**Your task:** Tell how many lines in the data contain the string "sunglasses", using a single number as the whole reply.

=== Record set ===

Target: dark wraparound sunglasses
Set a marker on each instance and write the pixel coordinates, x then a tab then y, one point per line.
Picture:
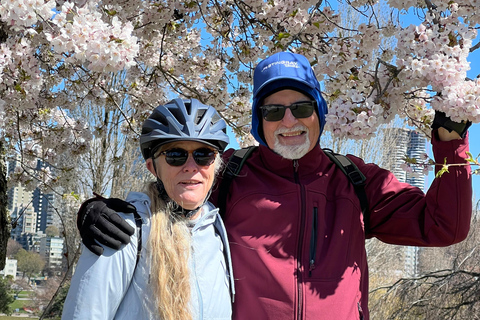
276	112
177	156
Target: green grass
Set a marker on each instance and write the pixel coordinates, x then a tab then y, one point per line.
18	304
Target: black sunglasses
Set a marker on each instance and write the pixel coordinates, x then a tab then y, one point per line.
276	112
177	156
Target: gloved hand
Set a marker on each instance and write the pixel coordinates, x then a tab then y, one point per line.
98	220
441	120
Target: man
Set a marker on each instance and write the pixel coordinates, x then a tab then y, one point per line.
293	219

===

**Expected output:** 2